- **Instructions to follow**
Count the lines in the records below that contain the string "grass". Reply with the number alone.

- **Data in this exercise**
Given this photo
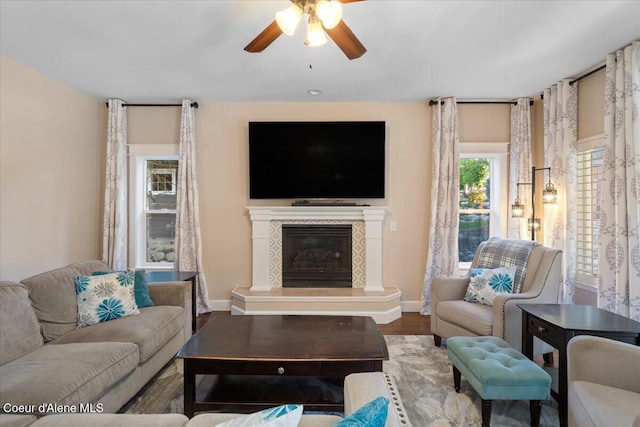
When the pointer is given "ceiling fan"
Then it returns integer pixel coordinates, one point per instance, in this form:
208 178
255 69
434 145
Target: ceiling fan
324 16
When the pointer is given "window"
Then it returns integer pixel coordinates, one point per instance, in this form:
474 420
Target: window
153 205
481 206
589 174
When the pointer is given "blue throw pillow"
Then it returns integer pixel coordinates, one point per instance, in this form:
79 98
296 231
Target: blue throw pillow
372 414
105 297
281 416
140 288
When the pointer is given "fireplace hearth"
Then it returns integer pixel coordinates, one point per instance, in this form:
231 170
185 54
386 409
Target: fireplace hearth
316 256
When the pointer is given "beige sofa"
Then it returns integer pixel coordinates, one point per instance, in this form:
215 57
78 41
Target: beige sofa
44 359
359 389
604 382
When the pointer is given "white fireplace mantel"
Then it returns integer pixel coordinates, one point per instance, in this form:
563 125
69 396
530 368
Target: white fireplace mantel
262 216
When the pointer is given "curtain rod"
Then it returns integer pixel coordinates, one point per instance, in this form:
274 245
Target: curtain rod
584 76
432 102
193 104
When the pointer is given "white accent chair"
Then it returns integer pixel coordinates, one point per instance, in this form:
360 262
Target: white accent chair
452 316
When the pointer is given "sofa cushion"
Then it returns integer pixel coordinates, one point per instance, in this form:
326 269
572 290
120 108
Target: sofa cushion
150 330
19 328
593 404
111 420
307 420
53 297
67 374
105 297
477 318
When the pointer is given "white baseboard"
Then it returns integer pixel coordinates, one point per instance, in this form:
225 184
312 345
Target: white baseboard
411 306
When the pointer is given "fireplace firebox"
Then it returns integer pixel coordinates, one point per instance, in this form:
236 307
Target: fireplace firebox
316 256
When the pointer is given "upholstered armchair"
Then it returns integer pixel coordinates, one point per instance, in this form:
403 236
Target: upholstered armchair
603 382
540 284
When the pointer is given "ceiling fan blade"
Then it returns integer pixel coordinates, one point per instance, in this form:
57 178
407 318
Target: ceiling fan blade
342 35
264 39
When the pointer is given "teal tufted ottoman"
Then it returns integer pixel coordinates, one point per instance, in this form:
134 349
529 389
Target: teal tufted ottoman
498 372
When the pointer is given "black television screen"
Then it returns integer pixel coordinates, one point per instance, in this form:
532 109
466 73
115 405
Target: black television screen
316 160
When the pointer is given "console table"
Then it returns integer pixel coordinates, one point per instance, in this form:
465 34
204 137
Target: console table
556 324
177 276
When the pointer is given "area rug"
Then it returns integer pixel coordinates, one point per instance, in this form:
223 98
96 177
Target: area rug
421 371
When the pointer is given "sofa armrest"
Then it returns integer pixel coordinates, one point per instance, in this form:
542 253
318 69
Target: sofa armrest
604 361
177 294
363 387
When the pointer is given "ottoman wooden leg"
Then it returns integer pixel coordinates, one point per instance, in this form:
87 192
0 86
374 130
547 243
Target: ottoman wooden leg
456 378
486 413
535 407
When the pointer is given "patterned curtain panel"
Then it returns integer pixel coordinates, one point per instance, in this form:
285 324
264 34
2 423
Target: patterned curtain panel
520 166
560 154
188 237
442 256
619 258
114 234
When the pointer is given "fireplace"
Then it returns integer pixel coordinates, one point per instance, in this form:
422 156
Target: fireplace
316 256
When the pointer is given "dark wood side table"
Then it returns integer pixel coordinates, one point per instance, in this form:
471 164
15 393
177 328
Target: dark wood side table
556 324
177 276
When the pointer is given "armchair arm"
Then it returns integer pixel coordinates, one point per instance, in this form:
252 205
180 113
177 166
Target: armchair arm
174 293
604 361
447 289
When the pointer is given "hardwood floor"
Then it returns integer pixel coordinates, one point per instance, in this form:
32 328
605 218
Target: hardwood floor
408 324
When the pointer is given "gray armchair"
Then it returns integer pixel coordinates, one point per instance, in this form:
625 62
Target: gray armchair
603 382
452 316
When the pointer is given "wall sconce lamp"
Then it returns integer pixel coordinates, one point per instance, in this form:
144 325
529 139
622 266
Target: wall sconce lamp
549 196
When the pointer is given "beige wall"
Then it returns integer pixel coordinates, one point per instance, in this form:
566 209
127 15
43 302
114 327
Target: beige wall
51 204
50 173
222 133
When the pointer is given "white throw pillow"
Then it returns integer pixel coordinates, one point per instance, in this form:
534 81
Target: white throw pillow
485 284
280 416
105 297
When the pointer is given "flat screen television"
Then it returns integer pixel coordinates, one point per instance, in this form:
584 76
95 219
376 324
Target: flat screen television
317 160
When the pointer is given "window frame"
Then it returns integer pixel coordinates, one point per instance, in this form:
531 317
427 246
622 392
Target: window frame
498 155
139 154
586 281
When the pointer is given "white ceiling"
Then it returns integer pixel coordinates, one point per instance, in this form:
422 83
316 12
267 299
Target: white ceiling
152 50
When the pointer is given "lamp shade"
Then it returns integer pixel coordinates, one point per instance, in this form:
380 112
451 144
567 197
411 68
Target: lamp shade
288 19
517 209
329 12
550 194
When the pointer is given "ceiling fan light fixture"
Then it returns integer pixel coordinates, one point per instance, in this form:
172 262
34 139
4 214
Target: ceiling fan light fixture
329 12
289 18
315 33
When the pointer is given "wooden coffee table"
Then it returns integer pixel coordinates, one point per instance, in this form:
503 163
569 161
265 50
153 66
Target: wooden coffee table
250 363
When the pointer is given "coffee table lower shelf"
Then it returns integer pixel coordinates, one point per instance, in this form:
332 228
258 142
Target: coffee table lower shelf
251 393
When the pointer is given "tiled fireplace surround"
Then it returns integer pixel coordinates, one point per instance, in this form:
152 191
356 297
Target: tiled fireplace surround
367 296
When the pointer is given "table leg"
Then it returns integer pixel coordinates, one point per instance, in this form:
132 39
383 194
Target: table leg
527 338
563 388
194 310
189 389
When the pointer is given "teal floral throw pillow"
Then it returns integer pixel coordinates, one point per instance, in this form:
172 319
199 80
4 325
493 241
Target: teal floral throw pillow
485 284
105 297
372 414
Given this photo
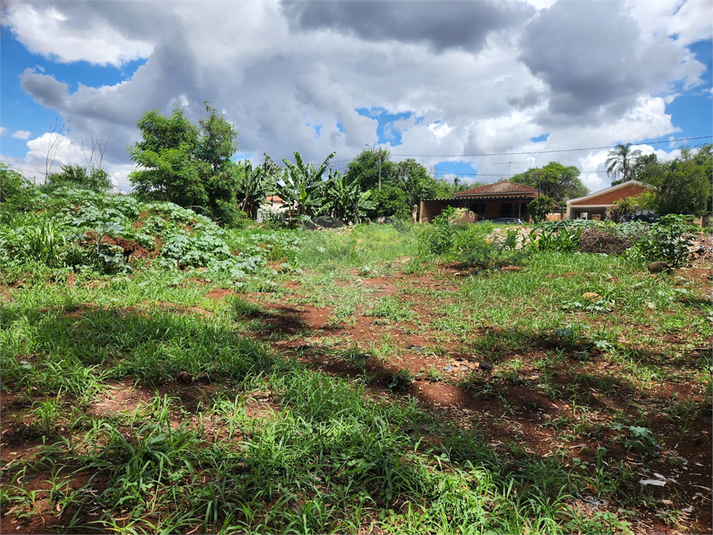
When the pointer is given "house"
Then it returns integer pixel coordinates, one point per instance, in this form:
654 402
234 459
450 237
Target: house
594 205
272 206
502 199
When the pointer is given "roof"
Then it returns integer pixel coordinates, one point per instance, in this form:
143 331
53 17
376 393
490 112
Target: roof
611 189
499 187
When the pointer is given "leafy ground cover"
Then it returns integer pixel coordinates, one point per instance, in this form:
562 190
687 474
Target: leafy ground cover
344 381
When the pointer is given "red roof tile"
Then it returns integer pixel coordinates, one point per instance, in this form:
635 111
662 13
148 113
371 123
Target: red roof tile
499 187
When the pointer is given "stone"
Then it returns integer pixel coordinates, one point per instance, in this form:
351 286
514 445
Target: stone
184 378
659 267
485 365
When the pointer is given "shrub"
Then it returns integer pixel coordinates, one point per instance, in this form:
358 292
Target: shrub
594 240
438 238
563 240
668 241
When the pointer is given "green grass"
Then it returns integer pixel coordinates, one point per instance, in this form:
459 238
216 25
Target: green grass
259 441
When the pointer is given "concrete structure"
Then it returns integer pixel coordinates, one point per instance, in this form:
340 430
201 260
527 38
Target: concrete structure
594 206
273 205
502 199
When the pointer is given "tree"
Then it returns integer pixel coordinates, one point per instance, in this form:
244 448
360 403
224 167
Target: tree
682 185
415 181
372 168
189 165
254 184
554 180
12 183
92 178
446 189
346 201
540 206
620 163
301 185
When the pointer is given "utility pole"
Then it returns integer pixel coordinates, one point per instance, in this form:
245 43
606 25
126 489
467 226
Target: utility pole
379 170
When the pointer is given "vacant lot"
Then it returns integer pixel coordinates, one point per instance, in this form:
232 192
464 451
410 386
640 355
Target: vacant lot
356 385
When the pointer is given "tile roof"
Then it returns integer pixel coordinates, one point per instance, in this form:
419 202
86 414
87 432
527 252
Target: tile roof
499 187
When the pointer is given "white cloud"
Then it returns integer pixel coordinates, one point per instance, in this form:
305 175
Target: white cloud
46 30
276 79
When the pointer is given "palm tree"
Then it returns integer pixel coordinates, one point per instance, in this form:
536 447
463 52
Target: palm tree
620 163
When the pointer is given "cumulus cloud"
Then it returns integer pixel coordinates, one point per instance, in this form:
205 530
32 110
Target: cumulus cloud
595 63
444 24
291 75
49 31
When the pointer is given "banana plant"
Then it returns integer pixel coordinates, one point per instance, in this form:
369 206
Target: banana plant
344 200
301 186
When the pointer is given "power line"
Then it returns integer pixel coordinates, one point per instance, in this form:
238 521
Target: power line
545 151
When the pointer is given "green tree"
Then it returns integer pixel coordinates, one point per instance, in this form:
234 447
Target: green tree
94 178
682 185
446 189
391 201
254 184
621 162
415 181
346 201
301 185
372 168
540 206
186 164
12 183
554 180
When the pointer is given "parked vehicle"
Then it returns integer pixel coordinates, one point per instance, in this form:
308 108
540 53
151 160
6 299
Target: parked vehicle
507 221
645 216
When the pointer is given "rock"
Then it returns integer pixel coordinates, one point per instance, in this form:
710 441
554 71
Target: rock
511 268
485 365
659 267
184 378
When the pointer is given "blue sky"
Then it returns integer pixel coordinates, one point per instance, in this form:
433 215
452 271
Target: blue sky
323 83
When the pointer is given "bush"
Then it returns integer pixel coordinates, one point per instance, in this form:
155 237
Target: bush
594 240
564 240
470 243
668 241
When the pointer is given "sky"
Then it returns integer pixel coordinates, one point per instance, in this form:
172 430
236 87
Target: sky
479 89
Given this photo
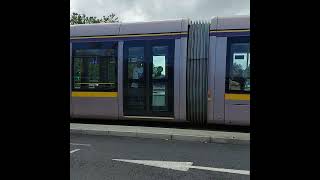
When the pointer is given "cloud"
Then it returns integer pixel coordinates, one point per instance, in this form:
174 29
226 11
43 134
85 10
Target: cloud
146 10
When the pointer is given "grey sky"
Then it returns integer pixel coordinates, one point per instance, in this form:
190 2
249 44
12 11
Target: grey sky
146 10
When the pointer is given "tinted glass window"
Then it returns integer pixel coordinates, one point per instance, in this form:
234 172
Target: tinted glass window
238 65
94 66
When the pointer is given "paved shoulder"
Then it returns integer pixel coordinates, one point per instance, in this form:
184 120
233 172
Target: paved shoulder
162 133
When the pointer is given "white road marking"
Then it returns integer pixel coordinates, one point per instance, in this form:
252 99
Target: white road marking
233 171
75 150
181 166
77 144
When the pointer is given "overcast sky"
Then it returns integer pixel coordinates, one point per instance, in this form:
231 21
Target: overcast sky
146 10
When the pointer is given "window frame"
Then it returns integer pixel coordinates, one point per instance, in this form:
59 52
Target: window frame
91 45
229 62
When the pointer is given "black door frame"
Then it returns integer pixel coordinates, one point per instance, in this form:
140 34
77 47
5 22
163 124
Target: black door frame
147 45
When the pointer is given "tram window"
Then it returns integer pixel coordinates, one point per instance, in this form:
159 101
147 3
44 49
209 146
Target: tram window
238 65
95 67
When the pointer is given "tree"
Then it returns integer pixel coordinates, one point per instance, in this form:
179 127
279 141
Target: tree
77 18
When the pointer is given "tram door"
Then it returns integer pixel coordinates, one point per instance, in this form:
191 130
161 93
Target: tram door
148 78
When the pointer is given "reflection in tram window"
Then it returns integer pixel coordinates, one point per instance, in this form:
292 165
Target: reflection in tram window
159 96
94 66
159 67
238 75
136 63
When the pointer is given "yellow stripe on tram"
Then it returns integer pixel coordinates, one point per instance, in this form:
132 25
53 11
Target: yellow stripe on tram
244 97
94 94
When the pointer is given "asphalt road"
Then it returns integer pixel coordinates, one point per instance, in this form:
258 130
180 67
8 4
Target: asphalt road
92 157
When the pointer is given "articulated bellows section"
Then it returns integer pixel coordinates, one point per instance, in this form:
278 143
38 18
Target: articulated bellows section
197 72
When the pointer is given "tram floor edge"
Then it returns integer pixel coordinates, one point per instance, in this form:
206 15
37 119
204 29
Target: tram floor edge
164 124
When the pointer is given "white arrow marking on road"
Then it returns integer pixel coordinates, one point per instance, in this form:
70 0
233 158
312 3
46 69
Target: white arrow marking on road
77 144
75 150
181 166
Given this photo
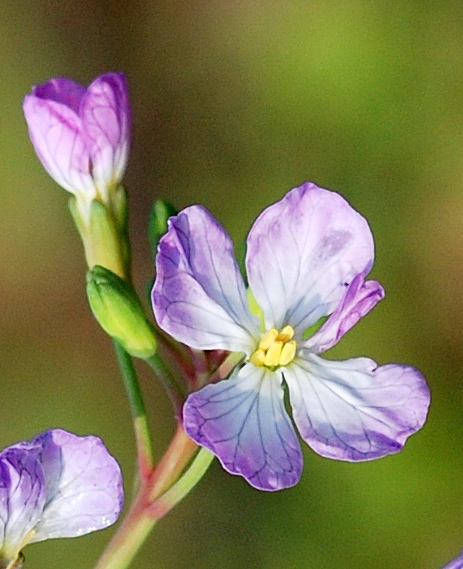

- **Final result**
2